- **Dataset entries**
+++++
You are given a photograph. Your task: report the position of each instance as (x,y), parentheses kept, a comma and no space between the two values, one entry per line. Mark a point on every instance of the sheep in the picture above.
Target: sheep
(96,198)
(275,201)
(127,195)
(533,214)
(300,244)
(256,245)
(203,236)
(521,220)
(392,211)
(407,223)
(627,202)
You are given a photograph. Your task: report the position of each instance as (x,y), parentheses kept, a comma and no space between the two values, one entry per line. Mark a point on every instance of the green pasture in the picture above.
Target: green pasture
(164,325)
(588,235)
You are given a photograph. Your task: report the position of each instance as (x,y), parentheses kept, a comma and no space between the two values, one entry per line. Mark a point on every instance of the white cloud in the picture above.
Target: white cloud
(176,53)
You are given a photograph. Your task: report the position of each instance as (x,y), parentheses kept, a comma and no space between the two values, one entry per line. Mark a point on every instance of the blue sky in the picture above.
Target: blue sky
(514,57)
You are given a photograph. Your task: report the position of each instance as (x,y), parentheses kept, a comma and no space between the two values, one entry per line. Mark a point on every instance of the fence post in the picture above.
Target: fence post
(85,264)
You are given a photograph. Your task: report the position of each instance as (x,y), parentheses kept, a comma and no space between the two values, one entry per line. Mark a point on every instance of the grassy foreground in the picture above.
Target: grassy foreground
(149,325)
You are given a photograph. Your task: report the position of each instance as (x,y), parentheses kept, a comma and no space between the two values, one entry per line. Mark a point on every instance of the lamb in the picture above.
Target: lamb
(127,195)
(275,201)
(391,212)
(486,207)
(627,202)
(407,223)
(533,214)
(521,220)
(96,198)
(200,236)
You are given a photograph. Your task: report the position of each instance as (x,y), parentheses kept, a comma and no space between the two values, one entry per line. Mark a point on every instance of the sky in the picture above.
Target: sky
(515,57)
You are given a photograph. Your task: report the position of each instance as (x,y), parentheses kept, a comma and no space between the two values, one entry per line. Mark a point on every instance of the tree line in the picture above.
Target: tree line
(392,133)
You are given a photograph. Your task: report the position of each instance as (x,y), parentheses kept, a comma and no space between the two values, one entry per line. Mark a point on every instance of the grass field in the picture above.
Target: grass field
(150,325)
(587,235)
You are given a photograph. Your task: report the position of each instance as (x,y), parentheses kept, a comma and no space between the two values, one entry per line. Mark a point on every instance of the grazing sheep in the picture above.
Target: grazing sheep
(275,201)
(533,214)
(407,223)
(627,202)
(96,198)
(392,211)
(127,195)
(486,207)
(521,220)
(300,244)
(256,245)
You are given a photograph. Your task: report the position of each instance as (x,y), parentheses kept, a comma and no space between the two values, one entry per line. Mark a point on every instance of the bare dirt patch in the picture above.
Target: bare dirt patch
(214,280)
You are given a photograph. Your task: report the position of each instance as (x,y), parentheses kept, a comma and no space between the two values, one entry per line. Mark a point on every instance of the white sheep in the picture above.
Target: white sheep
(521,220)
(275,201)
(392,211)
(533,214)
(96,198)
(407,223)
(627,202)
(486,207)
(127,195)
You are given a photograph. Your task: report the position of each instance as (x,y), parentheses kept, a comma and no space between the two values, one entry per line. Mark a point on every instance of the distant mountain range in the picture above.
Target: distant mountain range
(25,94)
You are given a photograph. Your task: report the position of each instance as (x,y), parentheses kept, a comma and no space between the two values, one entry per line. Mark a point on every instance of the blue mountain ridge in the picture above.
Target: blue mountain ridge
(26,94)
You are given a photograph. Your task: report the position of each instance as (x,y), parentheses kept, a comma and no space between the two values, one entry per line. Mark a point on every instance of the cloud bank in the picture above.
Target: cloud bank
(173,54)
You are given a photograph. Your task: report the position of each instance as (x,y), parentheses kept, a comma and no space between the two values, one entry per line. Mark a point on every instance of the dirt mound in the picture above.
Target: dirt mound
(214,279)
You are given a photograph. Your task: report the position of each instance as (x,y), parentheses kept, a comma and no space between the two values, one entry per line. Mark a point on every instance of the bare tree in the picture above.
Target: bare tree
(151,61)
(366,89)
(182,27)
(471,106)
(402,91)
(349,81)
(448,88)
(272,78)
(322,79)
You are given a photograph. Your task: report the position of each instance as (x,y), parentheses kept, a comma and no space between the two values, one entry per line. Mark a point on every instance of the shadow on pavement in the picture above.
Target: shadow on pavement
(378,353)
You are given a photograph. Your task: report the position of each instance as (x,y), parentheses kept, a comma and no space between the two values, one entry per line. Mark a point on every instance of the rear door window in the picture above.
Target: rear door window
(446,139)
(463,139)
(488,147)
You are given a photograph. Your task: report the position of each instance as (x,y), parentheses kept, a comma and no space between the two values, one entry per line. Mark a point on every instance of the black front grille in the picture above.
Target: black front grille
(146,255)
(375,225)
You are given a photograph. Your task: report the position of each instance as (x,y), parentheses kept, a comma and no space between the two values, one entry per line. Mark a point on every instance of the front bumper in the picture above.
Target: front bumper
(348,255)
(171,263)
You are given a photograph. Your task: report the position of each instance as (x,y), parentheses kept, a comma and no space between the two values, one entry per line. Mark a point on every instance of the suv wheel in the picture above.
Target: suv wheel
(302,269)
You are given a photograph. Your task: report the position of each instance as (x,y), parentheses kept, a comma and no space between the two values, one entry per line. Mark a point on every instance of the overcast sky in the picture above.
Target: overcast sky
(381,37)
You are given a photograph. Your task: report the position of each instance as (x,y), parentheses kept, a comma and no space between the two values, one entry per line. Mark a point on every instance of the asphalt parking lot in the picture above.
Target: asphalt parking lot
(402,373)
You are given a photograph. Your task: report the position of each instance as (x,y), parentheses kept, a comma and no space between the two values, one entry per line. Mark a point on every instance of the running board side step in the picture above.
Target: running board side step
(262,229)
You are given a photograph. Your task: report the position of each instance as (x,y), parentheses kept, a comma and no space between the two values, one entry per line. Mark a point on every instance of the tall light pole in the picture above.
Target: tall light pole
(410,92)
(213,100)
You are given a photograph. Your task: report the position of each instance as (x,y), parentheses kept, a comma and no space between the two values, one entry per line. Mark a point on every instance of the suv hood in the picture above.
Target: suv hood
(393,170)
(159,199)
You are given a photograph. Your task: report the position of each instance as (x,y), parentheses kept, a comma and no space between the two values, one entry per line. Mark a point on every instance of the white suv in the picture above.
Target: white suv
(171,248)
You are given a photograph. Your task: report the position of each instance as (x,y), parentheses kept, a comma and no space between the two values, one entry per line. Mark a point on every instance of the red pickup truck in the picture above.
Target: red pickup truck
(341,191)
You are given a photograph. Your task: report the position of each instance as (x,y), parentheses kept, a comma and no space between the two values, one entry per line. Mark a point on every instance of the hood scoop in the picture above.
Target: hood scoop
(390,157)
+++++
- **Your objective**
Put the records above into a two-column CSV with the header request,answer, one row per request. Quote the request text and its answer each as one field, and replace every line break with a space.

- **Task response**
request,answer
"You are given a photograph. Your task: report the position of each instance as (x,y), parentheses kept, a comma and no space between the two values, one entry per line. Mark a point on every instance of the sheep in the picture above. Target: sheep","(96,198) (275,201) (127,195) (533,214) (300,244) (256,245) (203,236) (521,220) (392,211) (407,223) (627,202)"
"You are given a photograph. Your task: report the position of each instance as (x,y), parentheses kept, a comma and no space between the two values, one entry per line. Mark a point on every instance of the green pasture in the picture above. Target: green pasture","(164,325) (588,235)"
"You are given a photograph. Your task: report the position of each instance as (x,y), parentheses kept, a comma and no space between the two values, one entry per line. Mark a point on every instance of the white cloud in the picture above. Target: white cloud","(176,53)"
"You are given a photograph. Your task: report the position of each instance as (x,y), parentheses kept, a comma and no space between the two values, one entry per line. Mark a point on every instance of the blue sky in the picture above. Target: blue sky","(514,57)"
"You are given a photograph. Your task: report the position of each instance as (x,y), parentheses kept, a comma and no space between the two values, one entry per line. Mark a point on every instance of the fence post in the picture above. Target: fence post","(85,264)"
"You are given a photograph. Your task: report the position of each instance as (x,y), parentheses kept, a comma and no space between the two values, one entry per line. Mark a point on every instance of the grassy foreground in the picture above. Target: grassy foreground","(149,325)"
"You are given a photograph. Your task: report the position of each instance as (x,y), parentheses kept, a comma and no space between the two values, one entry per line. Mark a point on every instance of the lamb in the picture above. Target: lamb","(127,195) (275,201) (391,212) (486,207) (627,202) (407,223) (533,214) (521,220) (96,198) (200,236)"
"You are given a photograph. Your task: report the position of each instance as (x,y), parentheses kept, a comma and no space between the two values, one entry per line. Mark a point on every instance of the sky in the picture above. Target: sky","(515,57)"
"You are given a photograph. Your task: report the position of each instance as (x,y), parentheses kept, a comma and no space between the two values, one entry per line. Mark a point on every instance of the tree line in the picture above. Target: tree line","(392,133)"
"You are given a photograph. Your task: report the position of each instance as (x,y), parentheses kept, a comma and no space between the two values, one entry per line. Mark a point on every instance of the grass field in the picture above. Target: grass field","(150,325) (587,235)"
"You are given a photograph. Your task: report the position of each instance as (x,y), parentheses kept, a comma and no space between the two values, one entry per line. Mark a point on every instance of the grazing sheep in the picture above. Target: grazing sheep","(275,201) (533,214) (407,223) (627,202) (96,198) (392,211) (127,195) (486,207) (521,220) (300,244) (256,245)"
"You are given a photograph. Your task: report the position of each instance as (x,y), parentheses kept, a comma and no space between the two values, one entry per line. Mark a point on every instance of the bare dirt patch in the picture above. Target: bare dirt patch","(214,280)"
"You are given a photograph. Your task: report the position of each instance as (x,y), parentheses kept, a comma and no space between the two values, one entry per line. Mark a point on every instance of the white sheep in the picture above. Target: white sheep","(521,220) (275,201) (392,211) (533,214) (96,198) (407,223) (627,202) (486,207) (127,195)"
"You are given a photograph. Your task: report the position of each instance as (x,y), parentheses kept, a comma and no space between the two values, one entry per line. Mark a point on every instance of the distant mountain range in the picture above. Target: distant mountain range","(25,94)"
"You are given a photograph. Your task: report the position of each instance as (x,y), parentheses kept, a comma and no space between the two values, one entry per line. Mark a point on every instance of the blue mountain ridge in the picture above. Target: blue mountain ridge","(26,94)"
"You are given a photograph. Your task: report the position of each instance as (x,y), parentheses kept, a comma and no space between the two values, one entry per line. Mark a point on every instance of the cloud bank in the picture above. Target: cloud bank","(173,54)"
"You are given a photograph. Your task: report the position of each instance as (x,y), parentheses kept, a comma and no space between the two values, one entry per line. Mark a point on every instance of the dirt mound in the picture above. Target: dirt mound","(214,279)"
"You are given a photograph. Your task: report the position of each instance as (x,y), parentheses kept, a comma and no space between the two values, one entry per line. Mark a point on every instance of the bare tree in the picture above. Target: bare tree","(151,61) (366,89) (182,27) (471,106) (402,91) (349,81) (448,88) (272,78) (322,79)"
"You are given a photograph. Your task: report the position of each instance as (x,y), parentheses kept, a comma and no space between the two values, one entry per line. Mark a point on every instance of the shadow on pavement in the picture above. Target: shadow on pavement","(378,353)"
"You are given a photograph. Your task: report the position of each instance as (x,y), parentheses kept, a comma and no space between the two values, one entry per line. Mark a point on every instance of the rear door window in the picture above. Target: rear door window","(446,139) (463,139) (488,147)"
"You are given a photograph. Your task: report the position of each instance as (x,y), parentheses kept, a comma and no space between the two values, one entry per line. Mark a point on every instance of the black front grille in the picture above. Target: black front grille","(146,255) (375,225)"
"You are given a photograph. Your task: report the position of each instance as (x,y), parentheses kept, a comma and no space between the two values, one entry per line. Mark a point on every instance of the front bumper in the picture above. Target: front bumper","(348,255) (171,263)"
"You are given a photograph. Your task: report the position of each instance as (x,y), parentheses kept, a comma and no space between the two values, one entry per line. Mark a point on every instance of the suv wheel in the picture above. Target: suv wheel","(302,269)"
"You are given a photograph. Your task: report the position of each instance as (x,y), parentheses kept, a comma and no space between the two values, one entry per line. Mark a point on every instance of the overcast sky in the picture above. Target: overcast sky","(381,37)"
"You are given a photograph. Your task: report the position of each instance as (x,y), parentheses kept, a comma and no space between the two values, one entry per line. Mark a point on every instance of the asphalt parking lot in the picture above. Target: asphalt parking lot","(402,373)"
"You are given a photograph. Your task: report the position of each instance as (x,y), parentheses kept, a comma and no space between the two values, one entry per line. Mark a point on every instance of the running board side step in the picture above. Target: running board side step","(262,229)"
"You are given a photograph. Your task: report the position of each instance as (x,y), parentheses kept, a comma and no space between the two values, one entry per line. Mark a point on every instance of the tall light pole in the picture above. Target: tall light pole","(410,92) (213,100)"
"You are given a photograph. Your task: report the position of each instance as (x,y), parentheses kept, a comma and no space between the two values, one entry per line. Mark a point on every instance of the suv hood in the picture above. Target: suv hood","(393,170) (159,199)"
"You are given a photograph. Your task: report the position of each instance as (x,y), parentheses kept, a comma and no space between the two values, one entry per line. Mark a point on every instance of the white suv in the picture above. Target: white suv","(171,248)"
"You are given a photograph. Your task: report the position of each instance as (x,y), parentheses kept, a comma and no space between the two values, one entry per line. Mark a point on every instance of the red pickup truck in the picture above. Target: red pickup truck","(341,191)"
"You are given a photograph. Your task: report the position of each instance as (x,y), parentheses kept, a comma and no space between the two values, one entry per line. Mark a point on every instance of the hood scoop in the picture above. Target: hood scoop","(390,157)"